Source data
▼

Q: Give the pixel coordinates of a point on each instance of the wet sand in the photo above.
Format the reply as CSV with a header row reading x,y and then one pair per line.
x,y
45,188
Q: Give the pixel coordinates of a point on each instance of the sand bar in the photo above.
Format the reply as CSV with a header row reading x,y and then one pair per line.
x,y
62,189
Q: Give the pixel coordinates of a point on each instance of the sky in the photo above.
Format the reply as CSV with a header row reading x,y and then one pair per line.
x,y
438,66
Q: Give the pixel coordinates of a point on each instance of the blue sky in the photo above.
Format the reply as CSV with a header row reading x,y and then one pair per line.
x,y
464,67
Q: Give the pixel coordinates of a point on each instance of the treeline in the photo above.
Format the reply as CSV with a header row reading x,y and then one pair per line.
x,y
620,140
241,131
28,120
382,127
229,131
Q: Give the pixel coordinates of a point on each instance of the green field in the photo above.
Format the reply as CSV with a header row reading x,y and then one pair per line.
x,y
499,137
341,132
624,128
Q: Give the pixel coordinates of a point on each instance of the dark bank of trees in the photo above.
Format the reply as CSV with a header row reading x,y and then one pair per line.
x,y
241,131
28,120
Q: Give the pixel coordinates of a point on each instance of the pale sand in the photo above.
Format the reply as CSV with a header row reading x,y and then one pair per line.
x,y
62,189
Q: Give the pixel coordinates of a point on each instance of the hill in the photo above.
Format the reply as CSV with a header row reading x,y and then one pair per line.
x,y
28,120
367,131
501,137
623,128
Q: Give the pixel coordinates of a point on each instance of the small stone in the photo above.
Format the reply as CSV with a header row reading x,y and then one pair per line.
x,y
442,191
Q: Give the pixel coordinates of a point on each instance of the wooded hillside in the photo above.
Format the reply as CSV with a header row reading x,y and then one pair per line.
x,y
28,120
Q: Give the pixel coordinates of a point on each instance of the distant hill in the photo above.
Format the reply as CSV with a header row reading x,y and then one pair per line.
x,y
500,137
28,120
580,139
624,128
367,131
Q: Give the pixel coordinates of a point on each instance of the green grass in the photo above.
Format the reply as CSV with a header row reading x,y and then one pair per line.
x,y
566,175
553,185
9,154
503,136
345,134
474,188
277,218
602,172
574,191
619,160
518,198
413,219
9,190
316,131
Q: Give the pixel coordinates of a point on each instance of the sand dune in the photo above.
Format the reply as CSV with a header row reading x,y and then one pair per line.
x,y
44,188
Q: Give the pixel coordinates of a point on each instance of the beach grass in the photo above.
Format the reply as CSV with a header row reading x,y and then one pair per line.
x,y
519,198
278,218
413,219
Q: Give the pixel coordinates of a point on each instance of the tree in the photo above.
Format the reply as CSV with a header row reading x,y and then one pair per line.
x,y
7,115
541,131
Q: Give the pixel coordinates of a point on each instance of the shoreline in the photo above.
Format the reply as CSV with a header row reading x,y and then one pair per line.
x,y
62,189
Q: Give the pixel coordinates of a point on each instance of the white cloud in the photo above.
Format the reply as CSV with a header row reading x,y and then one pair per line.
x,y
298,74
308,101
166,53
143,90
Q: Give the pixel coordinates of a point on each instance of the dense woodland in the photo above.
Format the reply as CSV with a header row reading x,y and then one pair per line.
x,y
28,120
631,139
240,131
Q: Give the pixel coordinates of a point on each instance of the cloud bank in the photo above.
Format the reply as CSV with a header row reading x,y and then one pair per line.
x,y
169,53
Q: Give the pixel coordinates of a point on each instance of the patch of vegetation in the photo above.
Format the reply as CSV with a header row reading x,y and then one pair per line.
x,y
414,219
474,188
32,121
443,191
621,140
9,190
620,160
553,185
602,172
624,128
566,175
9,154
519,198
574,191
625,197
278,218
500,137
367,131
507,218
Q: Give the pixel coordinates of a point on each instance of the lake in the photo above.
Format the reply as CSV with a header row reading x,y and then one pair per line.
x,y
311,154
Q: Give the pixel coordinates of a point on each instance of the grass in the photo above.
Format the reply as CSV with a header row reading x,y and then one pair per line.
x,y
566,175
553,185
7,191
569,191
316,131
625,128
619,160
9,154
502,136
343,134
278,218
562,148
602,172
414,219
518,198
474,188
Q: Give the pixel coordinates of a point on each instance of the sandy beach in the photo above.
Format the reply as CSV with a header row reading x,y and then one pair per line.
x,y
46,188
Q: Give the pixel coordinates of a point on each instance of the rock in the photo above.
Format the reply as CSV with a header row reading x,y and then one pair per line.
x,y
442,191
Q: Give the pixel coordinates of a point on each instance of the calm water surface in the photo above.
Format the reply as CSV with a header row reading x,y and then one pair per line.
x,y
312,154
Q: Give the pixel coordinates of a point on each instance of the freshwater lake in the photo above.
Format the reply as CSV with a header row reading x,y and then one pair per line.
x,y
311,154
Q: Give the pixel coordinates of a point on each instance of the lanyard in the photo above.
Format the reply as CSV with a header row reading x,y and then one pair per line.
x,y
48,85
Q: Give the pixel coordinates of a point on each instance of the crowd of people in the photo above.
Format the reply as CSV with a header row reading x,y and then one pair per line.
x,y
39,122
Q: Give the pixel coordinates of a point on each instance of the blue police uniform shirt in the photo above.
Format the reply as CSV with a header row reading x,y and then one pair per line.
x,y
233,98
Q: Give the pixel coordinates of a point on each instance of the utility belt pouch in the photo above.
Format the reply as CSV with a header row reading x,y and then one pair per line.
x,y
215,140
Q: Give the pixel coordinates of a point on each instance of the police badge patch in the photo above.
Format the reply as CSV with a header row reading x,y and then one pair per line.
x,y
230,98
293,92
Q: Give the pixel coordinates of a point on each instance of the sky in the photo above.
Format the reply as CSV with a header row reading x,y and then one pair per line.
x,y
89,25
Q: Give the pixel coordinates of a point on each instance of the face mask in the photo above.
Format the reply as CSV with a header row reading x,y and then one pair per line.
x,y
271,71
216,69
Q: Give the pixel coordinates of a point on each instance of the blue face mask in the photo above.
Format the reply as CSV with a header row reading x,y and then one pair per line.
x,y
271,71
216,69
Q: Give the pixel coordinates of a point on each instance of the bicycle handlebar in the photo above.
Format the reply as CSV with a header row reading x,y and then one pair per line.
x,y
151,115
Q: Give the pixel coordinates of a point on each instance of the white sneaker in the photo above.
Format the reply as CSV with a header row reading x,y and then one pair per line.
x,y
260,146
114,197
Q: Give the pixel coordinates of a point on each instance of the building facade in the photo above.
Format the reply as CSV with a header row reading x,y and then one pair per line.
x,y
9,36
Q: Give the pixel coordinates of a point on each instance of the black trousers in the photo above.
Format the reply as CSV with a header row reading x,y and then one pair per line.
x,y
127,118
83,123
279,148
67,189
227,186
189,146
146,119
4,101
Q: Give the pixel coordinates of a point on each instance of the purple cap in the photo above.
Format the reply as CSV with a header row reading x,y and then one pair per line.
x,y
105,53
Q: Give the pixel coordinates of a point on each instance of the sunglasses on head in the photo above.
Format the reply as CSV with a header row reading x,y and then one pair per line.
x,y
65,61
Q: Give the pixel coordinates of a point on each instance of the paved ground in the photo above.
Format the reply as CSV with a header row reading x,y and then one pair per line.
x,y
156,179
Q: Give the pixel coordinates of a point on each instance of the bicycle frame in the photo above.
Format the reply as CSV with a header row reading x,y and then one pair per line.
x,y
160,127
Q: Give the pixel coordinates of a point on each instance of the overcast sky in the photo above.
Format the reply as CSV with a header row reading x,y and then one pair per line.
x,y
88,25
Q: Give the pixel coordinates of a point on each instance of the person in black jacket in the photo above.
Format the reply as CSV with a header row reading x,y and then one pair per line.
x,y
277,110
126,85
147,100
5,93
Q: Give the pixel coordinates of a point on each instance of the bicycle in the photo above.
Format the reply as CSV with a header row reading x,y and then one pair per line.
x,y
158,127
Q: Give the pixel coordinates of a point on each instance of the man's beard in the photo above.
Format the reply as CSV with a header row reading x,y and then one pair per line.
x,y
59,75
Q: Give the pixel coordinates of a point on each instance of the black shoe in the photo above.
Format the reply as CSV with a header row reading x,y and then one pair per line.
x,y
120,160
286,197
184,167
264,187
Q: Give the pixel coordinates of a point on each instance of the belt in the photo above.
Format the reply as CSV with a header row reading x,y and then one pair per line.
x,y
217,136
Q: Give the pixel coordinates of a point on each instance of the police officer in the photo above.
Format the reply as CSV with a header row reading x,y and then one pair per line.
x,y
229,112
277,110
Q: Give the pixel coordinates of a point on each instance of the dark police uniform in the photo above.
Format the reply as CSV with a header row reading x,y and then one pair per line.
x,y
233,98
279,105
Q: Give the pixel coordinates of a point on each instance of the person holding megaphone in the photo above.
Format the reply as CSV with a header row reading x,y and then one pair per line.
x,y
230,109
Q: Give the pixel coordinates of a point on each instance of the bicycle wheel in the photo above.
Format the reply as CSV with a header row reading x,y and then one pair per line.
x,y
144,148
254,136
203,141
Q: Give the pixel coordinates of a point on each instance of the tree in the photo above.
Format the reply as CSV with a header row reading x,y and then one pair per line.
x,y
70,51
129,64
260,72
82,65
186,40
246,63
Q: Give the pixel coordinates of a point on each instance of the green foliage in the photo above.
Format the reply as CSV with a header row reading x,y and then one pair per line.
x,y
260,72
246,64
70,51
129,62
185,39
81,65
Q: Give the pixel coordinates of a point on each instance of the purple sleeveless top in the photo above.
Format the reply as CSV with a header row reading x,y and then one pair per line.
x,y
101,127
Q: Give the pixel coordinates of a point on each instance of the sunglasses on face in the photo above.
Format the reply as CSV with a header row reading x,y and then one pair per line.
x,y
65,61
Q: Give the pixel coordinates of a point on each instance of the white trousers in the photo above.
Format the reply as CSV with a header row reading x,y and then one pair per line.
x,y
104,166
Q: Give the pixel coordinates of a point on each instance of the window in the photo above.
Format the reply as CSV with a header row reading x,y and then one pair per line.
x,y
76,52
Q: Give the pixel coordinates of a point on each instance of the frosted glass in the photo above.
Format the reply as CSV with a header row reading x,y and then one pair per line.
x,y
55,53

▲

§ What you should do
From the entries above, copy out every line where the string "white" appears.

§ The completed task
Q: Give the pixel coordinates of a point on each instance of the white cloud in the photo above.
Q: Give the pixel coordinates of a point on each instance of the white sneaker in the photo above.
Q: Give the pixel coordinates of a point on each instance of the white trousers in the photo above.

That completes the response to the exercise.